BEGIN SOURCE EXTRACT
Supreme Court Justice Clarence Thomas has hinted that an eventual re-examining of Roe is coming.
“This case serves as a stark reminder that our abortion jurisprudence has spiraled out of control,” Thomas wrote in a June concurrence related to an Alabama abortion ban. “Although this case does not present the opportunity to address our demonstrably erroneous ‘undue burden’ standard, we cannot continue blinking the reality of what this court has wrought.”
Activists are setting the stage for state policy changes in 2020, after conservative state legislators this year focused on setting up a Supreme Court challenge while liberals doubled down on abortion protections.
Abortion opponents in Colorado are attempting to include on the 2020 election ballot a vote on a 22-week abortion ban, but have faced procedural obstacles. Advocates are attempting to revise the initiative language in order to be included, and the Colorado Office of Legislative Legal Services intends to review the changes Friday.
END SOURCE EXTRACT
BEGIN RECORDED INFORMATION
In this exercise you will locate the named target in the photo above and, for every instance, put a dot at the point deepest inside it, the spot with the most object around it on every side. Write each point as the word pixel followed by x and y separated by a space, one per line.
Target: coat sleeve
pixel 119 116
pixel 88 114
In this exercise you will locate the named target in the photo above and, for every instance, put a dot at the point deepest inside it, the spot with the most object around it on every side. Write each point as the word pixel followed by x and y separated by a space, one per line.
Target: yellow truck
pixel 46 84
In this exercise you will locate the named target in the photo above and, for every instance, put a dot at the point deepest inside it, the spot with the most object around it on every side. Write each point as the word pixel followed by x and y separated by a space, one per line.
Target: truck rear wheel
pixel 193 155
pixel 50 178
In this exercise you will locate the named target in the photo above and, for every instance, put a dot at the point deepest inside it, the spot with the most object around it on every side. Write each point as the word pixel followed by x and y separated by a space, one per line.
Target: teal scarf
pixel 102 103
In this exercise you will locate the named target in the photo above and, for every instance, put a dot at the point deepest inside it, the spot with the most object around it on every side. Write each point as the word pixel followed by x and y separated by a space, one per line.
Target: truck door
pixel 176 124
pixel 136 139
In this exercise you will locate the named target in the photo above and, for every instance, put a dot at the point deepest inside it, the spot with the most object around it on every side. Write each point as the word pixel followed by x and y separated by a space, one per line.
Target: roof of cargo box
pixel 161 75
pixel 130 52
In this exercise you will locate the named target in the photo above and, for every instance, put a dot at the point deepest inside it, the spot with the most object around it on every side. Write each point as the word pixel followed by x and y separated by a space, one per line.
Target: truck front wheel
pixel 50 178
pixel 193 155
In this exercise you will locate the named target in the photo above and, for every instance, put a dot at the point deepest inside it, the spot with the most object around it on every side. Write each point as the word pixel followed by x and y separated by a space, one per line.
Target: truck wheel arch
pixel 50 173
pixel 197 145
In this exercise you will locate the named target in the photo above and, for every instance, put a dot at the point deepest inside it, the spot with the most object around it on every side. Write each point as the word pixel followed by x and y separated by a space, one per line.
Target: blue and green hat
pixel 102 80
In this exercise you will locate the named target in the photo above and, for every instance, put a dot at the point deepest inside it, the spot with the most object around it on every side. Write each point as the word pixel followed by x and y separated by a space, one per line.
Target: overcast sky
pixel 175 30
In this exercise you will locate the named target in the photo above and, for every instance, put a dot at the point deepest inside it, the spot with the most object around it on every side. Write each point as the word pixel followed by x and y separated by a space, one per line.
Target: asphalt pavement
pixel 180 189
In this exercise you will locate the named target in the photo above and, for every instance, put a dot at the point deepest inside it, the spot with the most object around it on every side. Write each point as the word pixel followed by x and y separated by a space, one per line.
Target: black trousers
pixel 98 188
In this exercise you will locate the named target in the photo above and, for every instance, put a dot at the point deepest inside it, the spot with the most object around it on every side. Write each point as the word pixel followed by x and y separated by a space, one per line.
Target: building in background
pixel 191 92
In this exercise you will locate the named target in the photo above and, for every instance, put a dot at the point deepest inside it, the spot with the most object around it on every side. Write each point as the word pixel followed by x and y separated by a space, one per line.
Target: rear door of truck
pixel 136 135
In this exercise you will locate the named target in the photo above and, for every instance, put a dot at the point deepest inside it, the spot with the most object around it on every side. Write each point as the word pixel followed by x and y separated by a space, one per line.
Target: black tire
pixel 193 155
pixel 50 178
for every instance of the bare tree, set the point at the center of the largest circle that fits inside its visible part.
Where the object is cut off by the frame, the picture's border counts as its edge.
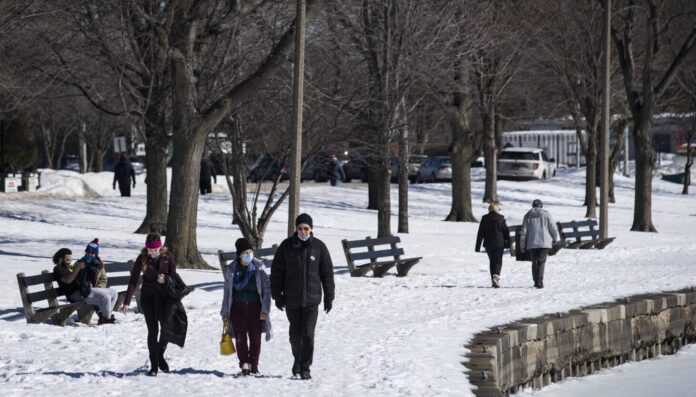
(655, 25)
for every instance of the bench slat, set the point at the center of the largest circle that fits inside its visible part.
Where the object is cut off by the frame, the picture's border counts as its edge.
(356, 256)
(583, 233)
(42, 295)
(373, 242)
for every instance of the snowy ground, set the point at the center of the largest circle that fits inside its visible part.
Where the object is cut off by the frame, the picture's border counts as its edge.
(384, 337)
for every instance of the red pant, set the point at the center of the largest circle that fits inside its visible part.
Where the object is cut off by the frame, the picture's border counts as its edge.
(246, 322)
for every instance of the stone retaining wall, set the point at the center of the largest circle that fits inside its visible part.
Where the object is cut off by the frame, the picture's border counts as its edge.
(538, 351)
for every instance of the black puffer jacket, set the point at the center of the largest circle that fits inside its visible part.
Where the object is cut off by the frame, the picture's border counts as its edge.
(493, 232)
(300, 270)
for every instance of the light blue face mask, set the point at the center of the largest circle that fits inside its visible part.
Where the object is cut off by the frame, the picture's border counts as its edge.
(246, 258)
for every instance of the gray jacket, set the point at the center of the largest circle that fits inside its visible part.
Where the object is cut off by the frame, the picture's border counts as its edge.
(263, 285)
(538, 230)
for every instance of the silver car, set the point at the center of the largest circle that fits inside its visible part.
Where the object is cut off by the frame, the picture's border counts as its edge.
(435, 169)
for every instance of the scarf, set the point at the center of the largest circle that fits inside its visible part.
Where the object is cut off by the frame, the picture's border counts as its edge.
(240, 282)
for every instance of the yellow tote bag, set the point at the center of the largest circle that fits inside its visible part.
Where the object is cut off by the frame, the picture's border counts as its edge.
(226, 345)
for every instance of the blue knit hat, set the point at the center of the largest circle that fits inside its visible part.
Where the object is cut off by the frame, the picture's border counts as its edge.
(93, 247)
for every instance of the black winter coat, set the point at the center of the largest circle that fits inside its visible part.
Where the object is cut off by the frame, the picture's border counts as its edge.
(493, 232)
(173, 315)
(123, 172)
(300, 270)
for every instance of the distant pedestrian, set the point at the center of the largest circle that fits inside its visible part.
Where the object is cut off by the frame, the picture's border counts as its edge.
(537, 236)
(246, 303)
(495, 236)
(123, 173)
(207, 172)
(335, 172)
(301, 269)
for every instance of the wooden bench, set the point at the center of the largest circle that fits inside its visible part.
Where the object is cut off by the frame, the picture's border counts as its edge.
(263, 254)
(379, 268)
(515, 237)
(582, 234)
(39, 288)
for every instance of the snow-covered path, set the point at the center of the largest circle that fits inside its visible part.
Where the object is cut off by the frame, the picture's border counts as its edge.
(384, 337)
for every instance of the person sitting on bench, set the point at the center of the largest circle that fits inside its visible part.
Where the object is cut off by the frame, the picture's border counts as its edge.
(75, 282)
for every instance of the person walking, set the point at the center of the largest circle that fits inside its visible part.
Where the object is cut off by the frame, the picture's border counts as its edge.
(335, 172)
(301, 269)
(207, 172)
(495, 236)
(246, 303)
(537, 236)
(123, 173)
(154, 262)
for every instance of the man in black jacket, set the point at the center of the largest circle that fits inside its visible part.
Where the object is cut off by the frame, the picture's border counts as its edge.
(123, 173)
(494, 234)
(301, 268)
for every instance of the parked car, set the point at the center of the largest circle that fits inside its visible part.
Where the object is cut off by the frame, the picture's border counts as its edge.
END RECORDED INFORMATION
HOW TO COMPLETE THIS TASK:
Reproduce the abortion-policy extract verbatim between "Activists are setting" and "the changes Friday.", inclusive.

RESULT BELOW:
Activists are setting the stage for state policy changes in 2020, after conservative state legislators this year focused on setting up a Supreme Court challenge while liberals doubled down on abortion protections.
Abortion opponents in Colorado are attempting to include on the 2020 election ballot a vote on a 22-week abortion ban, but have faced procedural obstacles. Advocates are attempting to revise the initiative language in order to be included, and the Colorado Office of Legislative Legal Services intends to review the changes Friday.